The exercise: Give back the full listing verbatim, apart from its images.

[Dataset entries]
>>>>>
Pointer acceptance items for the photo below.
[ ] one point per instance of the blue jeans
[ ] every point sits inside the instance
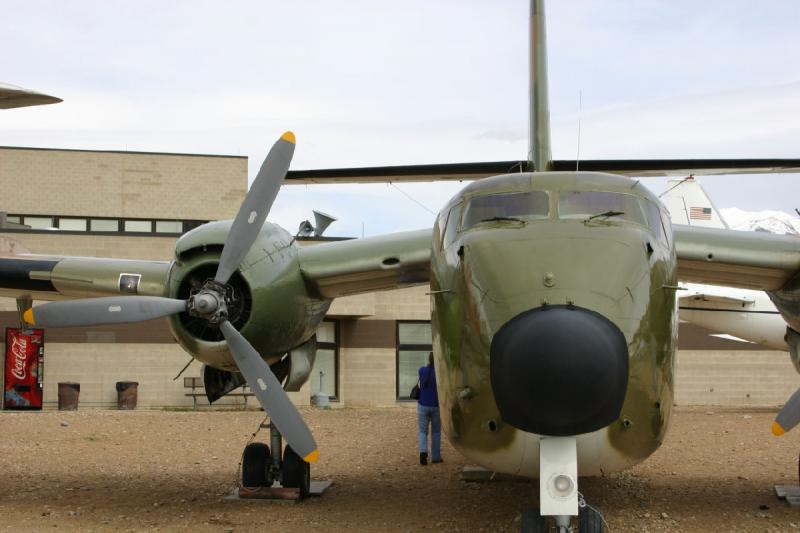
(430, 415)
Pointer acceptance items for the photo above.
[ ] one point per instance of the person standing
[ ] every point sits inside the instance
(428, 413)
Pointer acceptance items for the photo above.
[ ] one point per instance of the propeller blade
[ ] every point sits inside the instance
(255, 207)
(789, 416)
(271, 395)
(99, 311)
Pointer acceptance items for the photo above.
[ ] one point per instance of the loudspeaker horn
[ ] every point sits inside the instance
(322, 222)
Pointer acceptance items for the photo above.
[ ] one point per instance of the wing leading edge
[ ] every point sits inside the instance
(364, 265)
(55, 278)
(749, 260)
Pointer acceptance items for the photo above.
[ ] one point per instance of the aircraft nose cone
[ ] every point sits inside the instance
(559, 370)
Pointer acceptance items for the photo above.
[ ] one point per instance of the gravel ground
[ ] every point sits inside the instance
(169, 471)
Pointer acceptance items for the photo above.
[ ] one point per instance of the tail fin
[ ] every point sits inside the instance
(689, 204)
(539, 156)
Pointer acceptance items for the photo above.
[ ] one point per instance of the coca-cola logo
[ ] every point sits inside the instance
(19, 349)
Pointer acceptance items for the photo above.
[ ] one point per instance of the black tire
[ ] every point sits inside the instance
(255, 462)
(590, 521)
(295, 472)
(533, 522)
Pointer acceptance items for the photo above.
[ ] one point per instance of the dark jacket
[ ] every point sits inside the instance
<<<<<
Final result:
Pointer acceptance items for the photo below.
[ ] one point per instance of the blue jeans
[ ] every point sits inside the instance
(430, 415)
Pointer acceptance items for the photo above.
[ ] one point per instance of the person standing
[ ] every point sits inside the instance
(428, 413)
Pointer acceptance items for the photo above.
[ ] one point per instance of the propeller blade
[ ] every point sits inside the instance
(255, 207)
(789, 416)
(271, 395)
(99, 311)
Pointer acceptance items for the photo above.
[ ] one point per instance of the loudspeaker horn
[ ] every point sits inside the instance
(322, 222)
Pointer acceptance items for the photo above.
[ ] one point per instance of the wing leading edge
[ ] every point sits inside the instance
(364, 265)
(55, 278)
(749, 260)
Pointer acceptance items for the photo above.
[ ] one point per instance of the aircraft nose cone
[ ] every point sits inside the instance
(559, 370)
Pointer acceptance items for the photo above.
[ ] one point per instance of the gravel ground
[ ] every point sits inside the instance
(169, 471)
Pointer acceptance items for the photo above.
[ ] one point per instance of the tail fin
[ ] every point sits inside the instance
(689, 204)
(539, 156)
Pointer acceptance items for the photo above.
[ ] one point per instance of the coca-cola logo
[ ] every point sits inside the instance
(19, 349)
Pointer acceptance items for the photo above.
[ ] one point per instance of the black tire
[ ] every point sits inside the instance
(255, 462)
(590, 521)
(295, 472)
(533, 522)
Pointer acceptance items for the photo above.
[ ] one point per instance of the dark jacket
[ ] every point sits inside the instance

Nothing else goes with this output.